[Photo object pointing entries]
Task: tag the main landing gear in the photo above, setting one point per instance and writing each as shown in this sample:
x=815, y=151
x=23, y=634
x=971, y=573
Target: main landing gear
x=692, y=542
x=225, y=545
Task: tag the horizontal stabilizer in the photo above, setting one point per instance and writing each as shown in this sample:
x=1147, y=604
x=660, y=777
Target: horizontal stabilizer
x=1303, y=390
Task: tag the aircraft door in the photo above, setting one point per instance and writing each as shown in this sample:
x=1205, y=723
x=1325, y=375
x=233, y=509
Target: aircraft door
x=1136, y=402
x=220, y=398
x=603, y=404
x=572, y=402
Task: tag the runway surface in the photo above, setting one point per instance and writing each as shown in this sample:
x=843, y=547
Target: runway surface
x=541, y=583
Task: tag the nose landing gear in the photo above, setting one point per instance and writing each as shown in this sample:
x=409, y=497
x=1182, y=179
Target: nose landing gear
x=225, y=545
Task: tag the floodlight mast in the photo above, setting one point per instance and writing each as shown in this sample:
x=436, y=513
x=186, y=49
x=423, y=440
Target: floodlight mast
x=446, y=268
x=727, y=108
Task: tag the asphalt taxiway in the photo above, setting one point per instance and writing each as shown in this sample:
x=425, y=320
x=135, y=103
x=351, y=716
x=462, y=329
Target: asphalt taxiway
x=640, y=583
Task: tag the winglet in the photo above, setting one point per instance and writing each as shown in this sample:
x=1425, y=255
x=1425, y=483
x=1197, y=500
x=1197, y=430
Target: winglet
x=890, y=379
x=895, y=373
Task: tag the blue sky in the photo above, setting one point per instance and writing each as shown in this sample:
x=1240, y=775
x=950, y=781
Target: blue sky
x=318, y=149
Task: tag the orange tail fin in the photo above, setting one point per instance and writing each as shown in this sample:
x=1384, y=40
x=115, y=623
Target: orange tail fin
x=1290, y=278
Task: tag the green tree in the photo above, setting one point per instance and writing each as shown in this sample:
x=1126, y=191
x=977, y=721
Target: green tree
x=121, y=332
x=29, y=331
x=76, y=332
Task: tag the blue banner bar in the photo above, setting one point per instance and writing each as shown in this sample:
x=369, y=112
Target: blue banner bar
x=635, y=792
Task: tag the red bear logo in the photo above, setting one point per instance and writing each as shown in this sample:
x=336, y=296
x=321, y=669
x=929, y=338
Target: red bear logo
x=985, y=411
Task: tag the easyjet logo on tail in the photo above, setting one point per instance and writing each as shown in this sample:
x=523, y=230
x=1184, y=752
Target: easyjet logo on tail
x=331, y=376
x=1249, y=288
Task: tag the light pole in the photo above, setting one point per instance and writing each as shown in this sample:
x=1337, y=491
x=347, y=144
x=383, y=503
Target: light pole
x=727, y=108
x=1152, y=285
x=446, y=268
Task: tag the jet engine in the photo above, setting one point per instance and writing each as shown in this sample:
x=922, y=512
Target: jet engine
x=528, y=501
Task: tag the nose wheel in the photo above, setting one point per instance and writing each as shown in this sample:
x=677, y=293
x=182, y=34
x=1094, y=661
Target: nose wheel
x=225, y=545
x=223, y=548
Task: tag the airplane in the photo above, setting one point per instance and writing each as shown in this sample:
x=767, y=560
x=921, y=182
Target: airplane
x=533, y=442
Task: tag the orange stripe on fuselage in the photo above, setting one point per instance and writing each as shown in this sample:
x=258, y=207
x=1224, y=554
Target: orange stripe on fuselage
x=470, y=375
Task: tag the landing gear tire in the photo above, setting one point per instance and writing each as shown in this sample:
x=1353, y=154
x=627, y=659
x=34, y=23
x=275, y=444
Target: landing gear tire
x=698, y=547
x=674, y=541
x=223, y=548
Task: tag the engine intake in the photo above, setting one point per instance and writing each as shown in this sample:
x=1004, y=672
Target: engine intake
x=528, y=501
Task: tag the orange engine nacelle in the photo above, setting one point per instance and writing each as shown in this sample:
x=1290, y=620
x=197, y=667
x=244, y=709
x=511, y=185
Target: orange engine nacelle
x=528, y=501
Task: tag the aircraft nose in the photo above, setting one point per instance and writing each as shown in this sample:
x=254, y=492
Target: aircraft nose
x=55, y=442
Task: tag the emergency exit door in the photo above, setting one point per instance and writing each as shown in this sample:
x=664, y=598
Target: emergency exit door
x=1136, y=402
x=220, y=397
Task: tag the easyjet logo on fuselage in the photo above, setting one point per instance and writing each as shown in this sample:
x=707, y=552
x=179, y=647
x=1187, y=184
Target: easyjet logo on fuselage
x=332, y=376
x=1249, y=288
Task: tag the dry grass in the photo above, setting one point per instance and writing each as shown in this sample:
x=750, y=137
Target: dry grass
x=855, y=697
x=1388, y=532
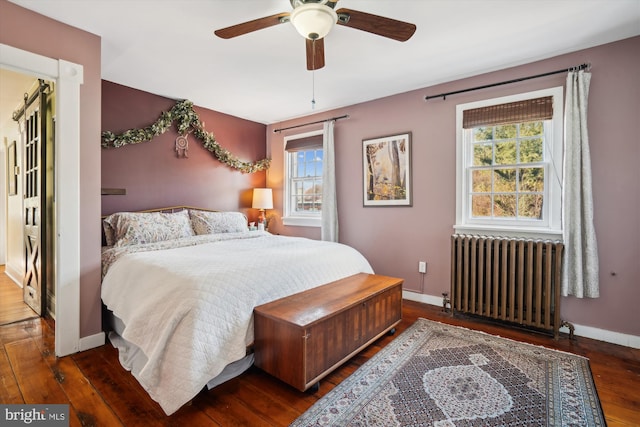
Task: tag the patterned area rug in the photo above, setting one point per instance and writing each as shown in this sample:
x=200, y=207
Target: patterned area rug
x=440, y=375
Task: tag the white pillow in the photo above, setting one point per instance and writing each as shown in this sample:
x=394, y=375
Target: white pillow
x=204, y=222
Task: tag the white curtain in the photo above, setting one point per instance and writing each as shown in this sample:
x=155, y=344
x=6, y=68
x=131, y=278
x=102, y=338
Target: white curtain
x=580, y=272
x=329, y=199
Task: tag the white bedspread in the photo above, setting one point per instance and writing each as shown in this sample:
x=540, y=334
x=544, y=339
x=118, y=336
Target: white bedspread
x=190, y=309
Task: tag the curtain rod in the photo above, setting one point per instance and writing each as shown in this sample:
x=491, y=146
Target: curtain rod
x=444, y=95
x=28, y=100
x=346, y=116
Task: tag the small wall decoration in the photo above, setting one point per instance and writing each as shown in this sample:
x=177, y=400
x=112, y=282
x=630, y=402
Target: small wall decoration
x=182, y=145
x=387, y=170
x=12, y=170
x=187, y=120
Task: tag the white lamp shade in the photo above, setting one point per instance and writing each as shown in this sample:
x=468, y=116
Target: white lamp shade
x=313, y=21
x=262, y=198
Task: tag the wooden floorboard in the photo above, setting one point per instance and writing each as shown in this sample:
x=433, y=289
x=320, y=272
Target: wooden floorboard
x=12, y=306
x=100, y=392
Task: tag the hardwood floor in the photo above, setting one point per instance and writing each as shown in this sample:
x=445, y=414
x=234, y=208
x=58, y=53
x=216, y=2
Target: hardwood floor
x=12, y=306
x=101, y=393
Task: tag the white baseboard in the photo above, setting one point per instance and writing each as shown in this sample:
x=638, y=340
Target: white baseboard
x=580, y=330
x=92, y=341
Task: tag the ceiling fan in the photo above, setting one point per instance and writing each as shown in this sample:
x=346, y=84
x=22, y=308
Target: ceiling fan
x=315, y=18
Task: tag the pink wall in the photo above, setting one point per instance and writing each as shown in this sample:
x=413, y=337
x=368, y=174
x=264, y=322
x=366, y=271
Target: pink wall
x=395, y=239
x=154, y=176
x=35, y=33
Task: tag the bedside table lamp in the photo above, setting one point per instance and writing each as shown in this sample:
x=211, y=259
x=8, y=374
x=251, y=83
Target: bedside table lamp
x=262, y=199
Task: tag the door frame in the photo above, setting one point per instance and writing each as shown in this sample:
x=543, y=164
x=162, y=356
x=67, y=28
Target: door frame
x=68, y=78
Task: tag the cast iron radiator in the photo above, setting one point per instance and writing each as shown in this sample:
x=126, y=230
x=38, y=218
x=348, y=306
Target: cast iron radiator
x=510, y=280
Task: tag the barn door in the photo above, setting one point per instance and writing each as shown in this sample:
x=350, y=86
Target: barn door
x=33, y=290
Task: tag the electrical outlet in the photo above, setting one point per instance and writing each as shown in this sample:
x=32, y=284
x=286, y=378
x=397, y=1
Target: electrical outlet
x=422, y=267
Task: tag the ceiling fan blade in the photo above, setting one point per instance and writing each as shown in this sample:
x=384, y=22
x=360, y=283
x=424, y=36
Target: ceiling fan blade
x=251, y=26
x=315, y=54
x=385, y=27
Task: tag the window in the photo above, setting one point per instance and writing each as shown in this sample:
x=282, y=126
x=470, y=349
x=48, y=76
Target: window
x=303, y=179
x=510, y=164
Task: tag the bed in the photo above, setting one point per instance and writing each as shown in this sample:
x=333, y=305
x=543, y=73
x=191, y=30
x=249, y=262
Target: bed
x=180, y=287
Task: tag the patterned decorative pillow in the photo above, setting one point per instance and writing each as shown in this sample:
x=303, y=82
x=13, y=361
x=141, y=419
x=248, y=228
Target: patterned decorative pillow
x=134, y=228
x=204, y=222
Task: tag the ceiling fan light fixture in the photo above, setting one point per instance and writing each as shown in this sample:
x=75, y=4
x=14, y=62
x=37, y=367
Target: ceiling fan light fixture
x=313, y=20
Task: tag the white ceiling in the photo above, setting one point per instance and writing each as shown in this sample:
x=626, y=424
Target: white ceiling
x=167, y=47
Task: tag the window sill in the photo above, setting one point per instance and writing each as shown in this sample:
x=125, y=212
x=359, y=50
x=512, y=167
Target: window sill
x=297, y=221
x=526, y=233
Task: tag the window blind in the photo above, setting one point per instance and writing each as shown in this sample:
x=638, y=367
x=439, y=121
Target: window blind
x=514, y=112
x=301, y=144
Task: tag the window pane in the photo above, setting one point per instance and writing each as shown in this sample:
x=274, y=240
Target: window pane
x=481, y=181
x=531, y=150
x=532, y=179
x=530, y=206
x=531, y=129
x=480, y=206
x=482, y=154
x=505, y=132
x=504, y=206
x=504, y=180
x=483, y=134
x=506, y=153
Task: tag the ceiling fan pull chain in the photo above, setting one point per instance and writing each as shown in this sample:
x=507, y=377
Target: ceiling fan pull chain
x=313, y=77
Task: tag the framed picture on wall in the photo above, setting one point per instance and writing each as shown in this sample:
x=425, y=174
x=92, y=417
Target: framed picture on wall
x=12, y=169
x=386, y=171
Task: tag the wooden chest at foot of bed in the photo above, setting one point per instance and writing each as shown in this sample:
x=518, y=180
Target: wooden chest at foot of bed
x=303, y=337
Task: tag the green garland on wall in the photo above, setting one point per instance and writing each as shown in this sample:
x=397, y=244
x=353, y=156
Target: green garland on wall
x=186, y=118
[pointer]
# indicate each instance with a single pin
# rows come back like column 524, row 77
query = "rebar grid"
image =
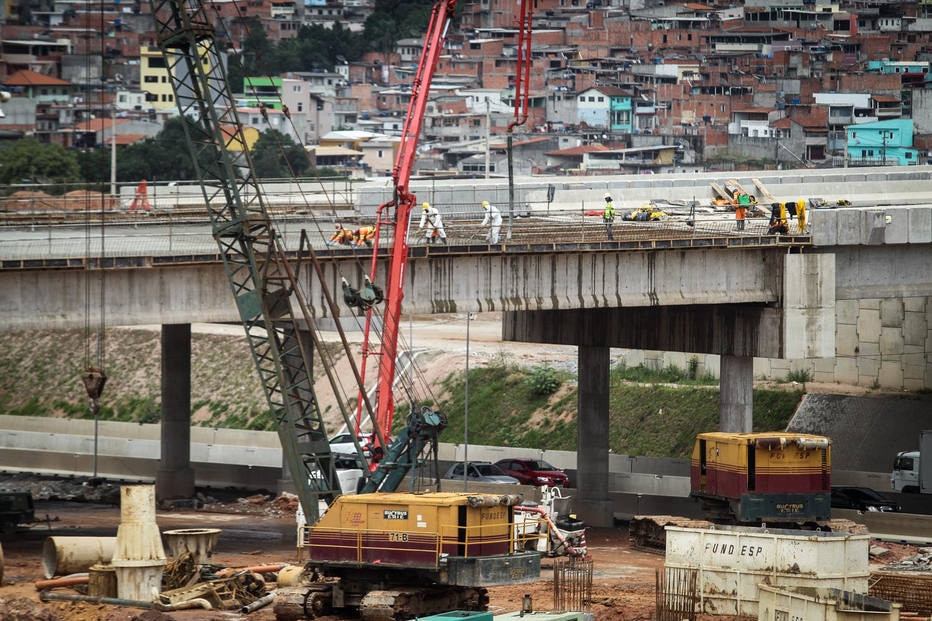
column 572, row 584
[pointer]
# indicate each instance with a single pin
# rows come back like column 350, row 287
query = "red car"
column 534, row 472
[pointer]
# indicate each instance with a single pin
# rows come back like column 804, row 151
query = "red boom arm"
column 403, row 201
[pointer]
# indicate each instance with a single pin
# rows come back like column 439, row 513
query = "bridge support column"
column 736, row 386
column 592, row 504
column 175, row 477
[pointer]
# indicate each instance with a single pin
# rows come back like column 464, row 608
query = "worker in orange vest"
column 363, row 235
column 341, row 236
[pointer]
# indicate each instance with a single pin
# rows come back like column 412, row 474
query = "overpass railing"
column 119, row 244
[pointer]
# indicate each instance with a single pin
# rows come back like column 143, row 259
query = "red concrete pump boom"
column 403, row 202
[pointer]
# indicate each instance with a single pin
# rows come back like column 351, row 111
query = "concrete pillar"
column 592, row 504
column 736, row 387
column 175, row 477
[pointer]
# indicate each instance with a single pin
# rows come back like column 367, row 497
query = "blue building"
column 606, row 107
column 883, row 143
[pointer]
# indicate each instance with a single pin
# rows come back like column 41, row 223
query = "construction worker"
column 742, row 200
column 430, row 218
column 363, row 235
column 341, row 236
column 778, row 219
column 608, row 215
column 493, row 219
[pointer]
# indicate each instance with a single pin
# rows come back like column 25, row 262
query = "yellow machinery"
column 399, row 555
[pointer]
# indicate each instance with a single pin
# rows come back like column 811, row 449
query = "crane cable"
column 94, row 377
column 417, row 376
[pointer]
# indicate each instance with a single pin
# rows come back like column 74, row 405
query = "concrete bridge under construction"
column 848, row 293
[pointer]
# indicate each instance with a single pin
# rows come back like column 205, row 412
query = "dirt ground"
column 257, row 533
column 260, row 531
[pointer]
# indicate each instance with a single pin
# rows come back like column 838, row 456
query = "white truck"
column 911, row 472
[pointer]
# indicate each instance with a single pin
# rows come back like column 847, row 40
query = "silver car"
column 480, row 472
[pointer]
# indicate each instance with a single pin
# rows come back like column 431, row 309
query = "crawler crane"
column 384, row 554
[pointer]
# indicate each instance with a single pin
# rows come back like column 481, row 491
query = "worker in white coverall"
column 493, row 220
column 430, row 218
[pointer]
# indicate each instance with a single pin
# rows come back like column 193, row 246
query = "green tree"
column 30, row 161
column 94, row 165
column 257, row 50
column 275, row 155
column 166, row 157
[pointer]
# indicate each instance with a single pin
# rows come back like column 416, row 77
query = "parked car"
column 861, row 499
column 342, row 443
column 534, row 472
column 480, row 472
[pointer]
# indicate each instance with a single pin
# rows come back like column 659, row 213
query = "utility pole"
column 113, row 152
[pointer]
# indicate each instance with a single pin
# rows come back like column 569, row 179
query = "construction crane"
column 522, row 84
column 396, row 214
column 263, row 282
column 385, row 556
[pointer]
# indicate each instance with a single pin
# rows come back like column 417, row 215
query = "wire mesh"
column 572, row 584
column 676, row 593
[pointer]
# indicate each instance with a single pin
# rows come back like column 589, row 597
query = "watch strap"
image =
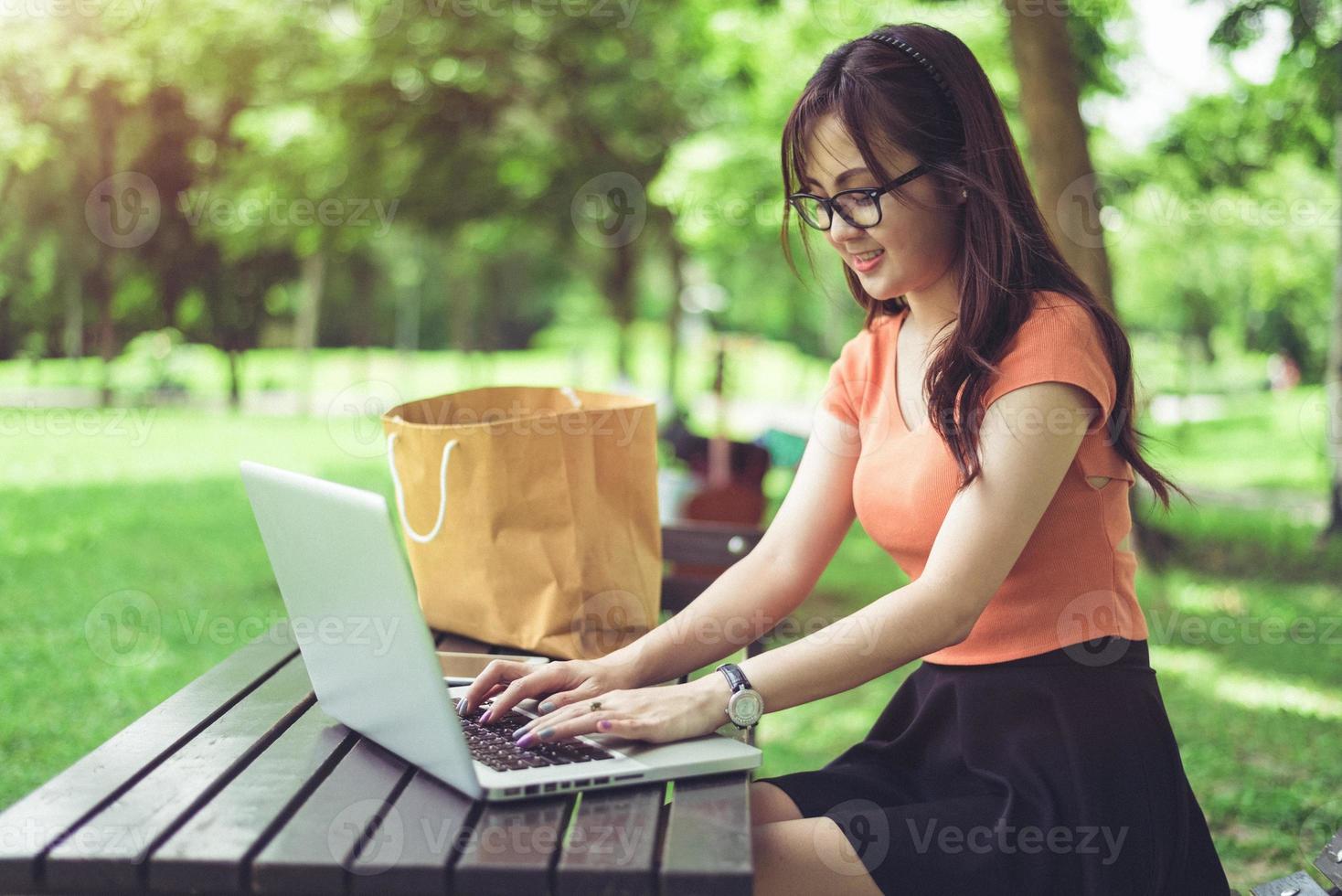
column 736, row 677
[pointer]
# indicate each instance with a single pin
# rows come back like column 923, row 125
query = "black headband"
column 921, row 59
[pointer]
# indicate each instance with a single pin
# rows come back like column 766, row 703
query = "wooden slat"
column 108, row 852
column 512, row 848
column 1330, row 860
column 611, row 847
column 214, row 845
column 30, row 827
column 708, row 838
column 313, row 849
column 1296, row 884
column 705, row 543
column 418, row 837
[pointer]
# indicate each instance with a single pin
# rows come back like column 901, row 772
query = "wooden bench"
column 1301, row 884
column 240, row 784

#### What is required
Which lines in the entries above contain the word "asphalt"? Pick out each one and copy it in full, treating uppercase and lowercase as different.

#### Result of this task
Task: tag the asphalt taxiway in the photo above, setting one point per instance and writing each as shown in this sample:
Target: asphalt taxiway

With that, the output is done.